How to complete this task>
Retype every entry precisely and keep each line whole.
──────── Material supplied ────────
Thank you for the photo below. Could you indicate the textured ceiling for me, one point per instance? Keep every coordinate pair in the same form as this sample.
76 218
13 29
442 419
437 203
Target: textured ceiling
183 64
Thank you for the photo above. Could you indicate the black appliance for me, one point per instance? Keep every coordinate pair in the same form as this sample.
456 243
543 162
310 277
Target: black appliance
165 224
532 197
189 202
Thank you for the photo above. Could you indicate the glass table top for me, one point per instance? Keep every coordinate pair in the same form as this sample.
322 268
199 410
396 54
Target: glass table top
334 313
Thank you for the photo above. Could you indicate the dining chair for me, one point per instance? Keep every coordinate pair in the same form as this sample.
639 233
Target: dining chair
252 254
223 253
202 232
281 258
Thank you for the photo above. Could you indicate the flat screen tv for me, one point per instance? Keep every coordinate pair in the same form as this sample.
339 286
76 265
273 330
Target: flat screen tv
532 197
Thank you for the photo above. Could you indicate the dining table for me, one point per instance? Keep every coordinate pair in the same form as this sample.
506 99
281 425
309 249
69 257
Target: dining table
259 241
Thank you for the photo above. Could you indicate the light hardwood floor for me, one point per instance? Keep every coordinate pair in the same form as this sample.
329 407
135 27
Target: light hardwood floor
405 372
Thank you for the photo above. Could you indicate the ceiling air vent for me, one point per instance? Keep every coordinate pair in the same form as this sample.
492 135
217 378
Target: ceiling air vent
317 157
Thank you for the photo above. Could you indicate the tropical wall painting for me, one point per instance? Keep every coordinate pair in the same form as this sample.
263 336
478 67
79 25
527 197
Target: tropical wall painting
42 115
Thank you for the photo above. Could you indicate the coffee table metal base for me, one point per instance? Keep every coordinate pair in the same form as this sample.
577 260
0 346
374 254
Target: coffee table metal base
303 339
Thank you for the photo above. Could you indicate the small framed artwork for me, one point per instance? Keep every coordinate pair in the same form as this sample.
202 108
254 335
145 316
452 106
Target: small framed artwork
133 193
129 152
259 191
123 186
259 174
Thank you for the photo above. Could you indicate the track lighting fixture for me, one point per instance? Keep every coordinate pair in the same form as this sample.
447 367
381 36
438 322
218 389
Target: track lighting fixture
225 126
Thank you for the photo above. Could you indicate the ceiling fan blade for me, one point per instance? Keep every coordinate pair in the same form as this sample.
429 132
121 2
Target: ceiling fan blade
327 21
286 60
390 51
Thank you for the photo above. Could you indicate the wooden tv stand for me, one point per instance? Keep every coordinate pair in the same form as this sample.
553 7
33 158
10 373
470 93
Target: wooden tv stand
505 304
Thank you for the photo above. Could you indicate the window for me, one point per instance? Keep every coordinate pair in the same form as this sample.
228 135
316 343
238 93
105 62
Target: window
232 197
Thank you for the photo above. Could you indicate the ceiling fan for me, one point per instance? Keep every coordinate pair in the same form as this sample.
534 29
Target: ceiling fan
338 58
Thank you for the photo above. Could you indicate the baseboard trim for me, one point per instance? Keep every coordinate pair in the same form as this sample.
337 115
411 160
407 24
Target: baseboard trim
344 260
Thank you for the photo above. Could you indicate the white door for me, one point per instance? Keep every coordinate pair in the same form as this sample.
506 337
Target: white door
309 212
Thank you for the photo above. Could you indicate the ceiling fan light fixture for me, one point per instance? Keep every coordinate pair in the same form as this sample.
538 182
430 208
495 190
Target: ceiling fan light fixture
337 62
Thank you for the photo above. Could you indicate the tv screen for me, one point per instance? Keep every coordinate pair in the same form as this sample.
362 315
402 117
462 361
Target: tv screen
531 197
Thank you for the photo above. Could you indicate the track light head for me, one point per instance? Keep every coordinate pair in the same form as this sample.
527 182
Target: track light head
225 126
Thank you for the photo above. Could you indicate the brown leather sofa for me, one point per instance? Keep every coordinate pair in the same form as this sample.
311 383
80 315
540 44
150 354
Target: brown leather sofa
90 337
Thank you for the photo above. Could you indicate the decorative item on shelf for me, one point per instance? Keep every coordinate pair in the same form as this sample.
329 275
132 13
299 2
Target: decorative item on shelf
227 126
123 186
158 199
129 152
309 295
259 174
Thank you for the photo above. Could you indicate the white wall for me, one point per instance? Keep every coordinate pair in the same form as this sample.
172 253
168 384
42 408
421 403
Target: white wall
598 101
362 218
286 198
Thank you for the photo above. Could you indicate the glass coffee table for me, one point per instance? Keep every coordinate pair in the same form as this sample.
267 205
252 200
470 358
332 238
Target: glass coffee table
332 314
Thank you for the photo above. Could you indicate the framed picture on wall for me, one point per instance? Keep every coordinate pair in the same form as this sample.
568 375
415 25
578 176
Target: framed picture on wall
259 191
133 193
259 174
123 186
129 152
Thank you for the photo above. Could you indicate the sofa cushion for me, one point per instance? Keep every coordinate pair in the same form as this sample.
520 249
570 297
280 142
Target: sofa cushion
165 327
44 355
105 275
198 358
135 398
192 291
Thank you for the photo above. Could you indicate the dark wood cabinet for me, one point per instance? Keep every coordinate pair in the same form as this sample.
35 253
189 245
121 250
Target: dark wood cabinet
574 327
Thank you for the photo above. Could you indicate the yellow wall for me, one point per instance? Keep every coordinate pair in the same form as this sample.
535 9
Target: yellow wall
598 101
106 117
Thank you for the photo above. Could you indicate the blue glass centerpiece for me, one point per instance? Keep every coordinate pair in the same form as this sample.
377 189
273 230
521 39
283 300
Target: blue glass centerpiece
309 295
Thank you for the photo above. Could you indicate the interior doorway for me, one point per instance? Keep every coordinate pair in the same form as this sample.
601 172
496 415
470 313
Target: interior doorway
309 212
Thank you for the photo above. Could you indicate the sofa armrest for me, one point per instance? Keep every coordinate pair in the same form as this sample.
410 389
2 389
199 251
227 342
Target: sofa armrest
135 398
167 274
────────
Completed exercise>
Thank you for the photo below. Could you indicate the textured ceiling for me, one point per instance? Keep every coordinate pair in the same form as this sample.
76 218
13 29
442 419
437 203
Target: textured ceiling
183 64
Thank you for the photo above. Could you indicate the black appliance for me, one point per instance? Keep every coordinate pair in the same form as this sample.
456 243
543 162
310 277
Target: black appliance
165 224
532 197
189 202
Thank you for the photo above. Could you indicate the glass table top for me, one point per instance? Keep every coordinate pair in the same form as this sample.
322 268
199 410
396 54
Target: glass table top
334 313
Thank you for the photo above. Could you indicate the dining chair for me, one point per instance? Keep every coordinate pair in the same form as this sample.
639 233
Target: dining chair
252 254
223 253
202 232
281 258
Thank you for the photo above. Could you indicate the flat screen tv for me, one point per instance? Keep every coordinate pair in the same form as this sample.
339 286
76 265
273 330
Target: flat screen tv
532 197
Thank you for the photo above. Could you indicate the dining table for me, one point per instance? Keep every coordinate pair in the same form as this sample.
506 99
281 425
309 249
69 257
Target: dining table
259 241
Thank you for the photo above. Could you indicate the light hardwood floor for me, one point per instance? Keep every coordinate pair in the same form as this sample.
329 407
135 27
Target: light hardwood floor
405 372
Thank you for the photo above. Could you indicate the ceiling air vent for me, one point per instance? Keep every coordinate pair in the same form as this sample.
492 135
217 378
Target: ceiling air vent
317 157
Thank you for the photo above. Could you indicate the tropical wall painting for me, one point per instance? Keep every coordinate pair in the same form as this sample.
263 336
478 67
79 25
527 197
Target: tropical wall painting
42 115
Thank you for the photo above. Could you indicate the coffee table metal base for me, one point per instance? Keep every coordinate pair in the same form as this sample.
577 260
0 346
374 254
Target: coffee table metal base
303 339
Thank you for the photo above. Could you indicate the small framed artwork for me, one point per instance? Keep every coordinate pair in the same form as this sample.
202 108
254 335
145 316
452 106
Target: small framed artwork
133 193
129 152
259 191
123 186
259 174
Thank you for the photo above. Could you indicate the track lighting fixture for me, one point per instance? Keep every coordinate pair in the same form as this sample.
447 367
381 36
438 322
218 389
Target: track lighting fixture
225 126
Thank you for the photo above. Could you indicate the ceiling fan blade for me, one point per instance? Keep every coordinate pair in the same form as this sample.
429 132
121 2
Target: ceiling fan blade
327 21
286 60
390 51
Thank you for the photo above. Could you indicate the wooden tv stand for me, one point per instance? Keep every coordinate pair in the same form as this sample.
553 7
33 158
10 373
470 93
Target: wooden tv stand
505 304
Thank you for the photo above. Could you indicate the window for me, one point per instance? Keep every coordinate pair in the same form as this sample.
228 135
316 343
238 93
105 62
Target: window
232 197
Thank you for the photo above. Could you indicate the ceiling fan for me, one point per instance? Keep every coordinate pair in the same form as this sample.
534 29
Target: ceiling fan
338 58
Thank you for the photo above. Could you indicate the baseboard trim for me, one point per instance? Keep every coordinate pair in the same form as this sample.
337 115
411 160
407 24
Target: baseboard trim
344 260
Thank you for the photo above. Could you indicate the white door for me, one point per instance? Keep every coordinate pair in the same form as this sample.
506 337
Target: white door
309 212
Thank you for the photo above. Could you indicate the ceiling fan light fixture for me, one point per instance? Keep every coordinate pair in the same form as this sample.
538 182
430 208
495 190
Target: ceiling fan light fixture
337 62
Thank you for the photo above. Could you indicate the tv screen for me, one point per instance? Keep every coordinate pair in the same form as this sample.
362 315
402 117
462 361
Target: tv screen
531 197
Thank you for the photo above. Could you indicate the track light head for me, one point per instance? Keep every coordinate pair in the same form as this sample.
527 182
Target: track light head
225 126
Thank you for the photo above. Could you indicate the brown leather sofa for me, one point per instance? Keep every coordinate pair in the same form as this sample.
311 383
80 315
540 44
150 354
Target: brown leather sofa
90 337
Thank you for the photo above. Could you indicate the decorative item on shelf for me, one point per instance? Keep every coordinate pair in the same form as this sample.
329 275
132 13
299 2
Target: decorative item on shelf
227 126
123 186
158 199
129 152
309 295
259 174
Thank you for the photo above. Could you indicate the white wall for me, one point per instance? Keep every coordinate pair in the same form as this sample.
172 253
168 384
42 408
421 403
Target: white wall
598 101
362 218
286 198
Thank you for the photo above. Could you indicate the glass coffee table for me, one point per instance? Keep every coordinate pair in the same form as this sample.
267 205
252 200
470 358
332 238
Target: glass coffee table
332 314
Thank you for the photo above. Could you indicate the framed picture on wall for me, one point per instance? Keep every coordinate pair in the same form as this sample.
568 375
415 25
578 176
Target: framed picture on wall
259 191
133 193
259 174
123 186
129 152
Thank you for the photo above. Could you indicate the sofa cushion for me, one point per instance? Keep every coordinate pair in the same form as this sample.
520 249
570 297
280 142
Target: sofa cushion
165 327
44 355
105 275
198 358
135 398
192 291
Thank you for the photo above. Could you indicate the dark wood cabinet for me, one point per instance? Keep every coordinate pair in the same form as this sample.
35 253
189 245
121 250
Target: dark wood cabinet
574 327
Thank you for the photo above. Could you indicate the yellow wall for me, one point per instance? Keep every coordinate pair in the same form as this sample.
535 9
Target: yellow wall
598 101
106 117
Thank you for the photo above. Could you indicate the blue glass centerpiece for me, one point per instance? Keep every coordinate pair in the same form as this sample.
377 189
273 230
521 39
283 300
Target: blue glass centerpiece
309 295
Thank you for the photo above. Could you indicate the interior doorway for me, one point per instance? Keep every coordinate pair in the same form as this sample.
601 172
496 415
470 313
Target: interior doorway
309 212
Thank you for the photo above. Could you indicate the sofa armrest for me, one point per instance? Keep every coordinate pair in the same form as this sample.
410 389
2 389
199 251
227 342
Target: sofa armrest
135 398
167 274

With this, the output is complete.